_Records shown_.
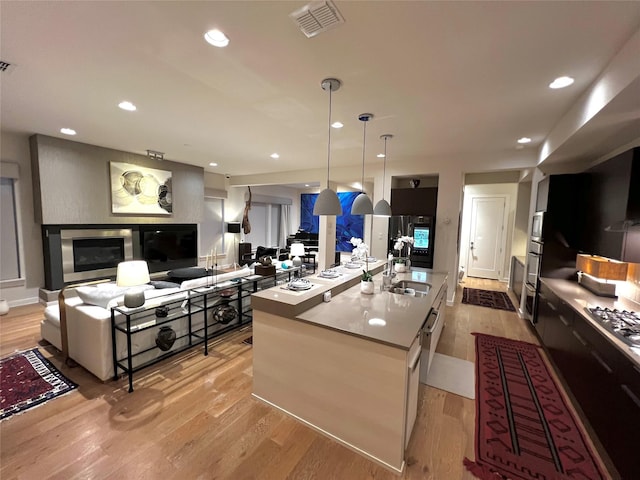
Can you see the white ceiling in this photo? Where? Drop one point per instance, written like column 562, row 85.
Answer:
column 445, row 78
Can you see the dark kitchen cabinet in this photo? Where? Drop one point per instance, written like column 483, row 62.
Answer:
column 612, row 198
column 604, row 381
column 546, row 309
column 543, row 195
column 414, row 201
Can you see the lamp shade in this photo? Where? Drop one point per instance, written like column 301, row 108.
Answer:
column 382, row 209
column 327, row 203
column 132, row 273
column 233, row 227
column 297, row 249
column 362, row 205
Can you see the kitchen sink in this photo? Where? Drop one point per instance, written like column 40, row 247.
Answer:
column 411, row 288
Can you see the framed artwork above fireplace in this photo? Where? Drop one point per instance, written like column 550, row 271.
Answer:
column 140, row 190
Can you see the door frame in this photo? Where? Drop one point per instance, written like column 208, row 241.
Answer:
column 503, row 274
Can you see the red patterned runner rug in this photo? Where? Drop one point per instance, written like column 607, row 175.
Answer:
column 524, row 428
column 28, row 379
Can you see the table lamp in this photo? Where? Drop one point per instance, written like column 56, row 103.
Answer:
column 234, row 227
column 297, row 250
column 595, row 274
column 133, row 274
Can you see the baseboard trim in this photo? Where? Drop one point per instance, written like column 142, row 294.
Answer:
column 333, row 437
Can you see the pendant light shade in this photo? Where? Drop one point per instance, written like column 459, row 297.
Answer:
column 328, row 202
column 383, row 209
column 362, row 205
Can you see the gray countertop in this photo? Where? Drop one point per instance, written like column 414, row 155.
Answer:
column 580, row 299
column 383, row 317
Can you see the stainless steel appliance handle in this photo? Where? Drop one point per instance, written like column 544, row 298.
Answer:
column 436, row 321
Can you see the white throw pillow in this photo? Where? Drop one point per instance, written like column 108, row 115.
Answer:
column 99, row 297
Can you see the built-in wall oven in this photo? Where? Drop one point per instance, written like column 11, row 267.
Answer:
column 534, row 262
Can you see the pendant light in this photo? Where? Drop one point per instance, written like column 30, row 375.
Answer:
column 362, row 205
column 383, row 209
column 328, row 202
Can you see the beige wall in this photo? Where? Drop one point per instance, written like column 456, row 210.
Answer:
column 74, row 186
column 510, row 190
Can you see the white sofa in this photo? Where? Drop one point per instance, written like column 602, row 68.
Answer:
column 89, row 326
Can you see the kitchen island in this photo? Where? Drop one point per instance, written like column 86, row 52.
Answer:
column 349, row 367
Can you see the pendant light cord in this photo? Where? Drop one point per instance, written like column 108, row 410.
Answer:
column 329, row 144
column 364, row 144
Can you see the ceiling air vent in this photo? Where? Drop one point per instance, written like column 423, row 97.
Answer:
column 317, row 17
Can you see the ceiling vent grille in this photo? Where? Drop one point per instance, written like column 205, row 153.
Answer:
column 5, row 66
column 317, row 17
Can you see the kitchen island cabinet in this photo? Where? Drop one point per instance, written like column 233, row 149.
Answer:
column 602, row 372
column 348, row 368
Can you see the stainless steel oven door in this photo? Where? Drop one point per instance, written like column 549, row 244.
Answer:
column 536, row 226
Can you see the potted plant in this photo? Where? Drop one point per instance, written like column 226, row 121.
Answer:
column 366, row 281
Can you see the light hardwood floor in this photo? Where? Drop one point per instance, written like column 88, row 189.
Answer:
column 193, row 417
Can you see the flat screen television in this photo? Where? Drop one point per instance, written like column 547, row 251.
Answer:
column 167, row 247
column 421, row 234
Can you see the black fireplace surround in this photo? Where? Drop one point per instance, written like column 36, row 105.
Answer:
column 76, row 253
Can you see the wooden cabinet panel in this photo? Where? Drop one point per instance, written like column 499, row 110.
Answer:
column 603, row 380
column 612, row 197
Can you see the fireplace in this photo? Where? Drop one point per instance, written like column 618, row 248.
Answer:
column 94, row 253
column 78, row 253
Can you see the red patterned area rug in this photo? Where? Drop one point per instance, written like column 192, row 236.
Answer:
column 524, row 429
column 28, row 379
column 487, row 298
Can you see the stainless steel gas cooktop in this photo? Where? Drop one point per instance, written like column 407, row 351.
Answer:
column 622, row 323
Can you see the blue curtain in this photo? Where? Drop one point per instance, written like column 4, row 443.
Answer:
column 347, row 225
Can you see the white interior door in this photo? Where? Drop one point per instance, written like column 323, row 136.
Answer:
column 486, row 237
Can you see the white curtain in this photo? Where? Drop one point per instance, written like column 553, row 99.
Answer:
column 285, row 222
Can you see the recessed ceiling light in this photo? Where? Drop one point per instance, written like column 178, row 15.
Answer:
column 561, row 82
column 130, row 107
column 216, row 38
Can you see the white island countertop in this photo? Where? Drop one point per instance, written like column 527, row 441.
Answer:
column 384, row 317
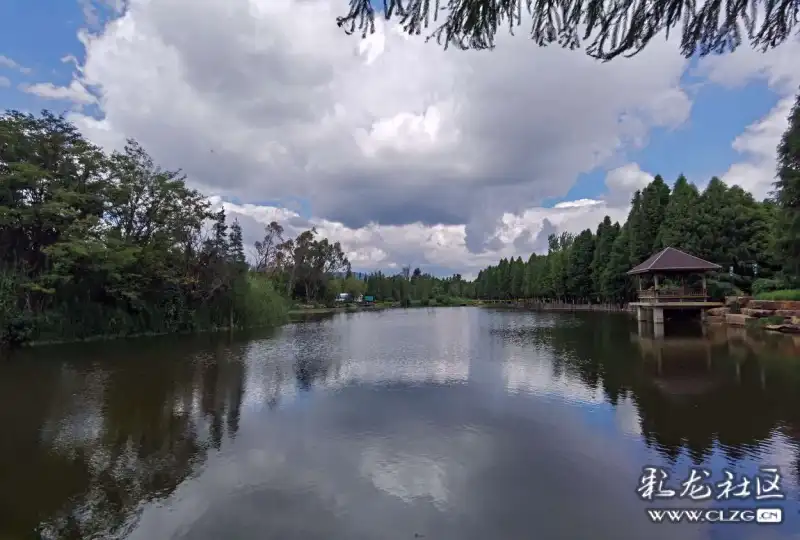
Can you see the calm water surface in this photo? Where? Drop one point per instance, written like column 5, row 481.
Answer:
column 444, row 424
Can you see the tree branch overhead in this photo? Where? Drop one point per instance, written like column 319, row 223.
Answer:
column 607, row 28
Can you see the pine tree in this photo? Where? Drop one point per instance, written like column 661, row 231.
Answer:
column 615, row 281
column 679, row 228
column 606, row 234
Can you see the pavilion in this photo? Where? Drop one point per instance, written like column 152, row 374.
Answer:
column 675, row 266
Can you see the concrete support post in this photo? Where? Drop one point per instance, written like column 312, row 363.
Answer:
column 658, row 330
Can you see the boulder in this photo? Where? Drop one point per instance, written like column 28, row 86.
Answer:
column 784, row 328
column 741, row 301
column 758, row 312
column 736, row 319
column 793, row 305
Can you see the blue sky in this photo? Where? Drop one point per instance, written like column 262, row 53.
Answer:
column 699, row 149
column 41, row 33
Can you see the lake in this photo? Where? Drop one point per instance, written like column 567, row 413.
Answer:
column 443, row 424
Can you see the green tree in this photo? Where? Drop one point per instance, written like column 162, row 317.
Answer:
column 679, row 227
column 787, row 194
column 606, row 234
column 579, row 265
column 615, row 286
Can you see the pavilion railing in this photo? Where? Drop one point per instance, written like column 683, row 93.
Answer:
column 672, row 295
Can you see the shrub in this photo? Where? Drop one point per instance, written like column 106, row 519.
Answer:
column 786, row 294
column 763, row 285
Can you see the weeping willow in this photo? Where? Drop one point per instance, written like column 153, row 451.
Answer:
column 610, row 27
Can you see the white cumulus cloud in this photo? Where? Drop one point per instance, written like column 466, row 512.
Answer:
column 407, row 154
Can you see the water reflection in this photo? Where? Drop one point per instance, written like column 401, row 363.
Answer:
column 453, row 423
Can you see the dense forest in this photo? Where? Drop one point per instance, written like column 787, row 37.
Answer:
column 95, row 244
column 757, row 243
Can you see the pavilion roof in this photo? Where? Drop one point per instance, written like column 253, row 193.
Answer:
column 673, row 260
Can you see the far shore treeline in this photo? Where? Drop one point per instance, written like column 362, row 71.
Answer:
column 99, row 245
column 724, row 225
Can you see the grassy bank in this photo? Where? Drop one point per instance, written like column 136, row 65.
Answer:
column 786, row 294
column 253, row 303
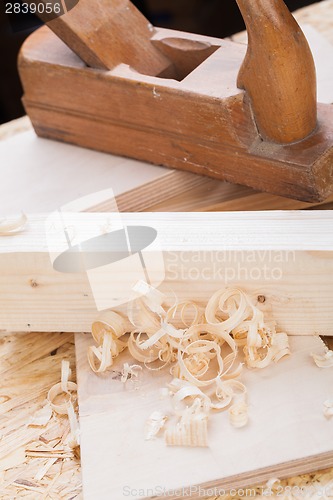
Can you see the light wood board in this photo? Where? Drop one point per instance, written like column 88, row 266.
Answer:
column 287, row 433
column 287, row 256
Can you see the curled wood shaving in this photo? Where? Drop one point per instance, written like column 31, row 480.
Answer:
column 130, row 372
column 13, row 227
column 238, row 414
column 328, row 408
column 325, row 360
column 67, row 388
column 154, row 425
column 191, row 430
column 106, row 332
column 201, row 346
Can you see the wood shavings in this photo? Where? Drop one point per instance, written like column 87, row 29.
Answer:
column 200, row 345
column 39, row 452
column 10, row 228
column 324, row 360
column 238, row 414
column 154, row 425
column 130, row 372
column 191, row 430
column 106, row 332
column 328, row 408
column 41, row 417
column 66, row 407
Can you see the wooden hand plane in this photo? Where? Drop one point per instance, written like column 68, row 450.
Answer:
column 104, row 78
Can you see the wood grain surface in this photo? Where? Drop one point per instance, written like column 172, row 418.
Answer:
column 286, row 435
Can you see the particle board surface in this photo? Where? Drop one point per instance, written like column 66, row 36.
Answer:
column 287, row 433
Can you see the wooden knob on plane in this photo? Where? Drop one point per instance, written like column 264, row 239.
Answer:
column 278, row 72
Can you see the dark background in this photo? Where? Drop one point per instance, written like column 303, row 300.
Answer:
column 218, row 18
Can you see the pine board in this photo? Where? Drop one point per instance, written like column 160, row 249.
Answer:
column 287, row 256
column 287, row 433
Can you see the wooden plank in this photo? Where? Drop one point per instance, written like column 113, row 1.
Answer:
column 286, row 435
column 73, row 172
column 287, row 256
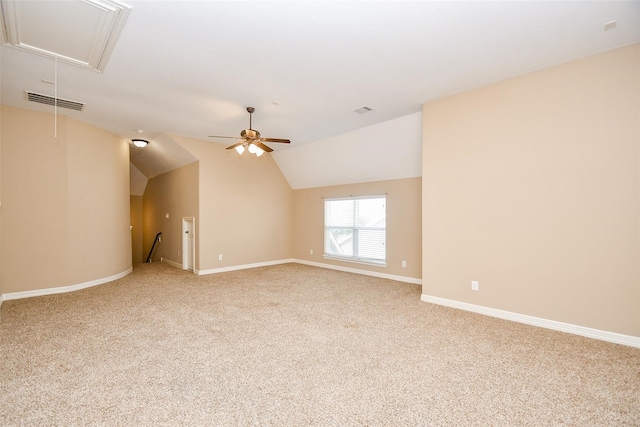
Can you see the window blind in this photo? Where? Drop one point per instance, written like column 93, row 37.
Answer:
column 355, row 228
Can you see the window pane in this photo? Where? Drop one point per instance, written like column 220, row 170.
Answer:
column 339, row 213
column 371, row 212
column 339, row 241
column 371, row 244
column 355, row 228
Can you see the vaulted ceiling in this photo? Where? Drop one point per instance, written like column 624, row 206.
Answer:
column 192, row 67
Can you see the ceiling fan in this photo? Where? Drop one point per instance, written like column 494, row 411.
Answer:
column 251, row 139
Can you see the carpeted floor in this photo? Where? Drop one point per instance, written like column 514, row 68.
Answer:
column 293, row 345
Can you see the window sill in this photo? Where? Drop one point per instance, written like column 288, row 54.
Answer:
column 355, row 260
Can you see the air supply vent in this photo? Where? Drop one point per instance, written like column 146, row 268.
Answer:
column 363, row 110
column 50, row 100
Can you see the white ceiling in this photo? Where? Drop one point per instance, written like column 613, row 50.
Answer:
column 192, row 67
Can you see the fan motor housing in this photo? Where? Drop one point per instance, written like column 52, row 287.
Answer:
column 250, row 134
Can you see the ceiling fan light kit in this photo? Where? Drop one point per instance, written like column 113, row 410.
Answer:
column 251, row 140
column 141, row 143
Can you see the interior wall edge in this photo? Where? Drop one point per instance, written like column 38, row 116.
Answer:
column 613, row 337
column 64, row 289
column 397, row 278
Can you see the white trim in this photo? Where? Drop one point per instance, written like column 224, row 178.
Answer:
column 613, row 337
column 64, row 289
column 171, row 263
column 243, row 266
column 359, row 271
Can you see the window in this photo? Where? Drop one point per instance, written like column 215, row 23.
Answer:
column 355, row 229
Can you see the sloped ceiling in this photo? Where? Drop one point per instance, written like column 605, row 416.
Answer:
column 192, row 67
column 388, row 150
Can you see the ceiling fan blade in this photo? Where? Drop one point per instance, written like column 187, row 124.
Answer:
column 261, row 145
column 286, row 141
column 237, row 144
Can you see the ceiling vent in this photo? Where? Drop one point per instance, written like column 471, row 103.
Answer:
column 81, row 32
column 363, row 110
column 50, row 100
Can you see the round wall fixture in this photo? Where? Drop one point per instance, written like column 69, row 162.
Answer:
column 140, row 142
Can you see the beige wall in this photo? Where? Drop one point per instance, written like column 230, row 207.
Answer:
column 531, row 186
column 246, row 207
column 174, row 193
column 135, row 203
column 65, row 202
column 403, row 224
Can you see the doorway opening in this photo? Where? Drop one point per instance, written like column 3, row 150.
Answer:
column 188, row 243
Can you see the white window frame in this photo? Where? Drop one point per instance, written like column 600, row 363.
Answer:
column 355, row 229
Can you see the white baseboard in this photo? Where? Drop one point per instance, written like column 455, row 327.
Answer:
column 360, row 271
column 243, row 266
column 613, row 337
column 171, row 263
column 64, row 289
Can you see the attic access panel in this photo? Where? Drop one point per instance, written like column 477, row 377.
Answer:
column 81, row 32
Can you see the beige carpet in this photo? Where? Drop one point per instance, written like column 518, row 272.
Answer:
column 294, row 345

_What you should do_. Copy the records from the start through the line that contains "column 383, row 317", replacing "instance" with "occurrence" and leaving everything else unchanged. Leave the pictures out of your answer.

_Reply to the task_.
Can you see the white ceiling in this photo? Where? Drop one point per occurrence, written like column 562, row 85.
Answer:
column 445, row 78
Can you see the dark kitchen cabinet in this photo? Where? Drop one point per occurrence, written like column 483, row 62.
Answer:
column 612, row 198
column 604, row 381
column 546, row 309
column 543, row 195
column 414, row 201
Can you see the lamp shade in this photo? Where? Drop one point per occurrence, written like column 301, row 108.
Answer:
column 382, row 209
column 327, row 203
column 132, row 273
column 233, row 227
column 297, row 249
column 362, row 205
Can you see the kitchen sink in this photo? Where? Drop one point per occurrence, written like column 40, row 247.
Answer:
column 411, row 288
Can you see the framed artwork above fireplace in this photo? Where? Drop one point per occurrence, written like column 550, row 271.
Answer:
column 140, row 190
Can you see the door frame in this photo? Where? Drop one point per occurrence, written like column 208, row 241.
Answer:
column 503, row 274
Can you see the red patterned runner rug in this photo? Where? Drop one point per occurrence, written like column 607, row 175.
Answer:
column 524, row 428
column 28, row 379
Can you see the table lamp in this photo? Where? Drop one point per occurrence, written like column 56, row 103.
Answer:
column 234, row 227
column 297, row 250
column 595, row 274
column 133, row 274
Can you see the baseboard trim in this photo? Where? Drop one point per occurrence, written like column 142, row 294.
Answer:
column 333, row 437
Can you see the pendant light shade in this photo? Where? Drop one point per occurrence, written like column 459, row 297.
Answer:
column 328, row 202
column 383, row 209
column 362, row 205
Can you see the gray countertop in this photo? Where? Drop one point per occurrence, written like column 414, row 155.
Answer:
column 580, row 299
column 383, row 317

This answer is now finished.